Before We Forget Kindness

As we embrace new beginnings at the start of the year, find solace in "healing fiction" (or the iyashikei trend) with Toshikazu Kawaguchi’s latest installment in the Before the Coffee Gets Cold series; a gentle, tear-jerking masterclass in regret and reconciliation. Returning to the mysterious, basement-dwelling Café Funiculi Funicula in Tokyo, four new visitors must follow the established rules of Kawaguchi’s universe in order to travel back in time. Most of the action takes place in a single room, with the stage-like nature of Kawaguchi’s writing relying heavily on dialogue and emotional atmosphere rather than sprawling landscapes. This comforting read is perfect for those who believe in the power of words and the importance of saying what you feel while you have the chance.

Spatial localization data

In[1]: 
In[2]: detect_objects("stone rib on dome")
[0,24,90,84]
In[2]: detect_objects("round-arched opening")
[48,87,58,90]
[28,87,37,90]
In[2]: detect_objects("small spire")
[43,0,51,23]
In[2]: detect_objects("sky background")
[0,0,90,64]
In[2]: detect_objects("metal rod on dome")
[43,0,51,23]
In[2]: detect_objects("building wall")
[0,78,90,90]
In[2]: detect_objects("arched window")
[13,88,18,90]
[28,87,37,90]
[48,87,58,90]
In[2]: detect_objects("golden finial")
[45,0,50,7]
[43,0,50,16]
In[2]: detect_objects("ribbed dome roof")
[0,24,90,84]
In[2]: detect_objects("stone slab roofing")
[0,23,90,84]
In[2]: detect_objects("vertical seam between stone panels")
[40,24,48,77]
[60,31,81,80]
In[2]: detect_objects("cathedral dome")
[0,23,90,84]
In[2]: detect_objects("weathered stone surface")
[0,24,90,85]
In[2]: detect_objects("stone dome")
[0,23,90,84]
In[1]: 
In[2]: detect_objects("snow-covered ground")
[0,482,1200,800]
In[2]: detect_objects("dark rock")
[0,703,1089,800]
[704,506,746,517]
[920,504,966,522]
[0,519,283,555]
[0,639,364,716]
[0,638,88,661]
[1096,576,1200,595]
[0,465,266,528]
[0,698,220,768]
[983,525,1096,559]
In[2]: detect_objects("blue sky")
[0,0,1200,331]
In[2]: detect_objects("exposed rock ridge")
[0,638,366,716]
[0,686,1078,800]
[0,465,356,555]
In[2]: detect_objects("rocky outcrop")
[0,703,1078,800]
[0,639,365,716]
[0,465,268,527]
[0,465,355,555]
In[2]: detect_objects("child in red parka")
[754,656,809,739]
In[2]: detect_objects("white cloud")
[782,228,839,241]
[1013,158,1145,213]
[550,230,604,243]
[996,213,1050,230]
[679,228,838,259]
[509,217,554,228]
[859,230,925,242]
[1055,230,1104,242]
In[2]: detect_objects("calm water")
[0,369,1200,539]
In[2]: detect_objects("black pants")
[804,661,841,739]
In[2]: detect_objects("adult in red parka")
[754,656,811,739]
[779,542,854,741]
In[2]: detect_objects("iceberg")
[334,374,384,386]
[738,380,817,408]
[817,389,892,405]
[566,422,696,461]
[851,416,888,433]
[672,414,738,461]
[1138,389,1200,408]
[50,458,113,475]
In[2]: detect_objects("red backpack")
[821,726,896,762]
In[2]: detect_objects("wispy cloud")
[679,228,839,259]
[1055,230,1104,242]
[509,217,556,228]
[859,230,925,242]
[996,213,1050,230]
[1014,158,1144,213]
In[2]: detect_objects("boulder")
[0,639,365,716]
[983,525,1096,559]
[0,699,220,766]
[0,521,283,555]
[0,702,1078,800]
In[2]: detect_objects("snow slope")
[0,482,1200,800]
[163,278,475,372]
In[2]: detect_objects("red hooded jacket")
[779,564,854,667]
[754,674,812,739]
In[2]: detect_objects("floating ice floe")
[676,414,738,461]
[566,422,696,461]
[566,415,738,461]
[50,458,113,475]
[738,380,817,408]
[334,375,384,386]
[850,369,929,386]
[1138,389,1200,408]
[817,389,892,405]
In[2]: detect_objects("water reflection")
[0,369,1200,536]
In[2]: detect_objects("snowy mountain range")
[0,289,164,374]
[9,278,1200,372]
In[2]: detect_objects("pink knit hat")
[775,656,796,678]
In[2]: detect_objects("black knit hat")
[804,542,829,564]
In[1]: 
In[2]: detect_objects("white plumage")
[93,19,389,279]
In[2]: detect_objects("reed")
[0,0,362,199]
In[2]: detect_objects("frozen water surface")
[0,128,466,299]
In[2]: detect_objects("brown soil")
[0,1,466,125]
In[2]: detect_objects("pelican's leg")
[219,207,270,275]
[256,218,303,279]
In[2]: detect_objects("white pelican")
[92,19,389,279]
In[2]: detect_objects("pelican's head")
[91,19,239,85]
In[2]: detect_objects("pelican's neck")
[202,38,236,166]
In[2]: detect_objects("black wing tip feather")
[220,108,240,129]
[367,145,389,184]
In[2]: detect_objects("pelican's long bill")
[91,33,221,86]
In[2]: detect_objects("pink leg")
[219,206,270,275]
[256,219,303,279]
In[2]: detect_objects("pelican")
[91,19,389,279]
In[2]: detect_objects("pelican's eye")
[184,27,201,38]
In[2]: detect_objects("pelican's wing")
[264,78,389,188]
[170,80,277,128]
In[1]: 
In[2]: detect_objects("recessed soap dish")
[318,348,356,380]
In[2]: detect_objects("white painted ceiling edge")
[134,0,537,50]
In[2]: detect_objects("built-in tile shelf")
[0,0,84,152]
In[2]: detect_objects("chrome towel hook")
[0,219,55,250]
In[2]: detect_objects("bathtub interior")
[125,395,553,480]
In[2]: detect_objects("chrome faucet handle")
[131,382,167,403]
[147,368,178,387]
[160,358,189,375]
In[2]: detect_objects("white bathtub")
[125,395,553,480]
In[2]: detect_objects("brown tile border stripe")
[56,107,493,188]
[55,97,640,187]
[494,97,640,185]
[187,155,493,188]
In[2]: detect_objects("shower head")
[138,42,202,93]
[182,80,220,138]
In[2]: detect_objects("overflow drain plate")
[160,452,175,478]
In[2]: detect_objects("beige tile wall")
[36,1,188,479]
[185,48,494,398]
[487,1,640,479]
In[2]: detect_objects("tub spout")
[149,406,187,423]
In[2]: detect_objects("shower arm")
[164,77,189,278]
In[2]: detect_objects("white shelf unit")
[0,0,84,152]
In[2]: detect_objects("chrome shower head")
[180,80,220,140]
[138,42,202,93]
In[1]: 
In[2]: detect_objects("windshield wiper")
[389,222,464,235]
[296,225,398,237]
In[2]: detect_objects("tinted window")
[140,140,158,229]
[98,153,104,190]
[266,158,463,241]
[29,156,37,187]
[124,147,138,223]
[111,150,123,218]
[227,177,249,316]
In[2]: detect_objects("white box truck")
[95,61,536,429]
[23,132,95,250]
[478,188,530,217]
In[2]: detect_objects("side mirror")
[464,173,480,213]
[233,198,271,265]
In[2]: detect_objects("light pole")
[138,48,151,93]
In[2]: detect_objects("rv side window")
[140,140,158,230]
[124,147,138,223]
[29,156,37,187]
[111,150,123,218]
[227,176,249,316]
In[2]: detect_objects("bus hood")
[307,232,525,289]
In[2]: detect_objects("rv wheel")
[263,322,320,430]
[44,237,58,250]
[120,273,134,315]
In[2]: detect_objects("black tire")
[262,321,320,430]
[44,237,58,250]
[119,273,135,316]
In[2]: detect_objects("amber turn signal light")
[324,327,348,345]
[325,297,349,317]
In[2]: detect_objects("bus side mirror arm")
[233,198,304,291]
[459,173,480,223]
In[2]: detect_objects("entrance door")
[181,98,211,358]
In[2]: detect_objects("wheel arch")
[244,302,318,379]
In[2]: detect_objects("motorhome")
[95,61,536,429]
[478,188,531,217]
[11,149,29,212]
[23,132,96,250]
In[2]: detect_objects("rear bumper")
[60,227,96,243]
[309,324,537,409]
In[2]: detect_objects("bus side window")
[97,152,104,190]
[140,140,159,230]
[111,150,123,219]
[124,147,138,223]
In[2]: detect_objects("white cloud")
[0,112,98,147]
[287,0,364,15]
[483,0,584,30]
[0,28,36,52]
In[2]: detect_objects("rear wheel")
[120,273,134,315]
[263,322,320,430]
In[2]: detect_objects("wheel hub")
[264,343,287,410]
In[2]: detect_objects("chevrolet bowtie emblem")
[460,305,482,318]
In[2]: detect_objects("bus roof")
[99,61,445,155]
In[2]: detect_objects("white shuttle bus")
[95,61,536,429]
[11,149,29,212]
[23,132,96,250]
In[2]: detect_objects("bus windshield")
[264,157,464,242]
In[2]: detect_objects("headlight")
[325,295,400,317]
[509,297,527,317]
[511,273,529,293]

-- Problems and tasks --
**1.** Please quote the book review from "Before We Forget" through "have the chance.".
**2.** Summarize the book review in two sentences.
The lines have no connection to the book review.

-- Expected responses --
**1.**
Before We Forget Kindness

As we embrace new beginnings at the start of the year, find solace in "healing fiction" (or the iyashikei trend) with Toshikazu Kawaguchi’s latest installment in the Before the Coffee Gets Cold series; a gentle, tear-jerking masterclass in regret and reconciliation. Returning to the mysterious, basement-dwelling Café Funiculi Funicula in Tokyo, four new visitors must follow the established rules of Kawaguchi’s universe in order to travel back in time. Most of the action takes place in a single room, with the stage-like nature of Kawaguchi’s writing relying heavily on dialogue and emotional atmosphere rather than sprawling landscapes. This comforting read is perfect for those who believe in the power of words and the importance of saying what you feel while you have the chance.

**2.** Toshikazu Kawaguchi's latest installment in the Before the Coffee Gets Cold series, an example of "healing fiction," sends four new visitors back to the basement Café Funiculi Funicula in Tokyo, where they must follow the established rules to travel back in time. Mostly set in a single room and driven by dialogue and emotional atmosphere, it is a gentle, comforting read about regret and reconciliation for those who value saying what they feel while they can.